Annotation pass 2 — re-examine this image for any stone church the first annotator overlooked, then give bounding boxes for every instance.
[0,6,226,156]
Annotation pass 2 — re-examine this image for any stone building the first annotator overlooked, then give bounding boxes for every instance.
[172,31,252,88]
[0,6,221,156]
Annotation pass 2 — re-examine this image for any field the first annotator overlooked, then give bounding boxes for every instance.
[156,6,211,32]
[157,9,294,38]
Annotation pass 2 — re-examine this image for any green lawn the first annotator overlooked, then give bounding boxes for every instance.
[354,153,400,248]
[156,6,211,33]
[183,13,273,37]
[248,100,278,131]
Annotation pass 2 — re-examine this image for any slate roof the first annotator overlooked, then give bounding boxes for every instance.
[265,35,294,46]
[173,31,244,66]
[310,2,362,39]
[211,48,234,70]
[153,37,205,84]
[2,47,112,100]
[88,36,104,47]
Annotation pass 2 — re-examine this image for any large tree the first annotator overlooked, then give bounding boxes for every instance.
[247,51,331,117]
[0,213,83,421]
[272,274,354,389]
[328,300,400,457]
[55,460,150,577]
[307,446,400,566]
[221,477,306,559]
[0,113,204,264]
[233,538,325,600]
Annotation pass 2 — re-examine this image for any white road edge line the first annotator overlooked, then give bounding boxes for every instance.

Problem: Would you please write out the entries again exactly?

Answer to the exercise:
Annotation pass 2 — re-examine this image for any stone church the first annotator overlooked, then give bounding boxes for every instance.
[0,6,226,156]
Annotation pass 2 — re-examine this image for any stone building the first annotator overlooked, then give bounding boxes for every instance.
[172,31,252,88]
[0,6,221,156]
Annotation pass 2 — re-examine this image for any field the first annotator overlooked, then give bounding boxes for every instance.
[156,6,211,32]
[157,9,294,38]
Annotation pass 2 — re-examine this image for any green lawn the first annotator overlooked, then give bounding boxes for every instance.
[354,153,400,248]
[156,6,211,33]
[183,13,273,37]
[248,100,278,131]
Annotation pass 2 — re-examine this image for any slate roof the first annotator overlooked, then give bounding boxes for every instance.
[265,35,294,46]
[173,31,244,66]
[310,2,362,39]
[211,48,234,70]
[153,37,205,84]
[2,47,112,100]
[88,36,104,47]
Annotation pass 2 — re-examine this image for any large tree the first annotator overlooked, then give bounding boxes for every instance.
[247,51,331,117]
[0,213,83,421]
[272,274,354,389]
[328,300,400,457]
[55,460,150,577]
[307,446,400,566]
[221,477,306,559]
[0,113,204,264]
[233,538,325,600]
Annotation pass 2 — re-examine this image for any white road edge line the first annotator overlooked, then give bounding boxes for every instance.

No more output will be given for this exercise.